▶ What needs to be done
Write out the data word for word, from the line that contains "Shelf-audit tool: tag the fence" down to the line that contains "Shelf-audit tool: tag the man's", both of those lines included. Leave the pictures out of your answer.

▶ Source material
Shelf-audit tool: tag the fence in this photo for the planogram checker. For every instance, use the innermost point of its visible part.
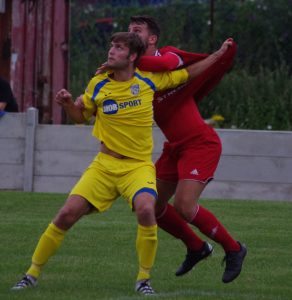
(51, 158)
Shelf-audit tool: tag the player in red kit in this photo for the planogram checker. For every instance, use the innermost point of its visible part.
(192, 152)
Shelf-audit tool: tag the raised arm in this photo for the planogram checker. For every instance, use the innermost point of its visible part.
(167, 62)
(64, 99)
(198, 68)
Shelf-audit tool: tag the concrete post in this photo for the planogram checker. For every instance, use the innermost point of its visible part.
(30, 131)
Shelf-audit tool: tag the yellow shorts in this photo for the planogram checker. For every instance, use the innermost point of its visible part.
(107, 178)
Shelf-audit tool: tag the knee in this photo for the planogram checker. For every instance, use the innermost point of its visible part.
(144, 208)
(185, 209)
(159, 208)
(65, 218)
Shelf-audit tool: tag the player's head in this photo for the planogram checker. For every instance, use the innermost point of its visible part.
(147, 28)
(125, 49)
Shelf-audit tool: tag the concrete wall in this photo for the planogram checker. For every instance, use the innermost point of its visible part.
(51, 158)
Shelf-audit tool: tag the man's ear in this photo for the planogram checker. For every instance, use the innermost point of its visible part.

...

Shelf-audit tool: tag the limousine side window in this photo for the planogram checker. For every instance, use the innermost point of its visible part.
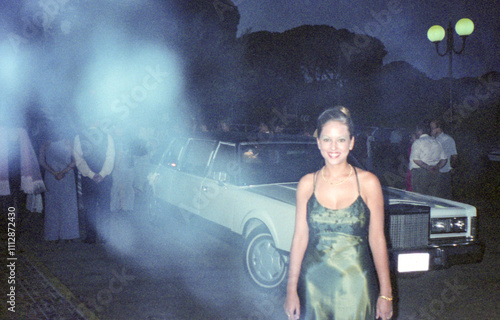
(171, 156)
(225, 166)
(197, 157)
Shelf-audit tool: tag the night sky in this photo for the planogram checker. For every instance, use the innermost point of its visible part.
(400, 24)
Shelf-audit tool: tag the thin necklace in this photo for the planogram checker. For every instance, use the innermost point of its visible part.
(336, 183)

▶ Answer to the problem
Shelf-audit tool: tag the fence in this photo for the planogram checker. For every instance, use the innermost point of its visible part.
(51, 158)
Shelf-audit tool: tag the player in red kit in this photo for the planogram checker. For every instance, use the innermost point of its visible part.
(192, 152)
Shelf-audit tool: tag the raised arm in this photo for the planogram checker. For every instance, use the innermost point of its visible part.
(167, 62)
(64, 99)
(198, 68)
Shelf-audit tool: tag the concrete post in this photo for the planogram checker. For every instance, use the innermost point of its visible part.
(30, 131)
Shelf-audit tool: tag the yellow shorts in this photo for the planogram checker. For every instance, use the innermost point of its visible part.
(107, 178)
Shelf-audit tool: tag the knee in this photo for the planogram checker. For every instance, use the innermost point of its visible part.
(144, 208)
(185, 209)
(159, 208)
(65, 218)
Shelf-audit tool: tag the player's head in this photo for the planogram checker. For every instance, use the innermost point of its visible part.
(147, 28)
(125, 49)
Shelf-audit tool: tag the concrete wall in this photo for the planogram checker. For every instance, use the innermost point of its visible part.
(51, 158)
Shelf-audit tool: tag the man's ear in this photo for the planogram checker. For every instance, use the innermost point of its visible part.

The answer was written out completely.